Dataset>

=== Begin Enclosure ===

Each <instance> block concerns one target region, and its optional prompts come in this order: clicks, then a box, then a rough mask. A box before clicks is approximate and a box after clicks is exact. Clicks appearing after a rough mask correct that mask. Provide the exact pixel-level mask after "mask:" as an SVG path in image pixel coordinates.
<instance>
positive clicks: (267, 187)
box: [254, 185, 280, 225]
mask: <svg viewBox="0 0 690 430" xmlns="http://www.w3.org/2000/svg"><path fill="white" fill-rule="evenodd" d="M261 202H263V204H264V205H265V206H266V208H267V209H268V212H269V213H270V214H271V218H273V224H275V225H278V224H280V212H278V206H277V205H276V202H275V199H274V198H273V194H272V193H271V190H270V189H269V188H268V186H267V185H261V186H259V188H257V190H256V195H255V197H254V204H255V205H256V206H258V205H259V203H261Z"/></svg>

=== End Enclosure ===

What you need to do>
Rewrite the lines above, replacing "positive clicks" with "foreground clicks" and leaving everything else unchanged.

Response to this exercise>
Each <instance> block concerns one target region, and its optional prompts come in this order: clicks, then a box, then a rough mask. A box before clicks is approximate and a box after clicks is exact. Clicks appearing after a rough mask correct that mask. Provide the exact pixel-level mask after "mask:" as an SVG path in image pixel coordinates.
<instance>
foreground clicks: (267, 187)
box: [254, 185, 280, 225]
mask: <svg viewBox="0 0 690 430" xmlns="http://www.w3.org/2000/svg"><path fill="white" fill-rule="evenodd" d="M261 202H263V204H264V205H265V206H266V208H267V209H268V212H269V213H270V214H271V218H273V224H275V225H278V224H280V212H278V206H277V205H276V202H275V199H274V198H273V194H272V193H271V190H270V189H269V188H268V186H267V185H261V186H259V188H257V190H256V195H255V197H254V204H255V205H256V206H258V205H259V203H261Z"/></svg>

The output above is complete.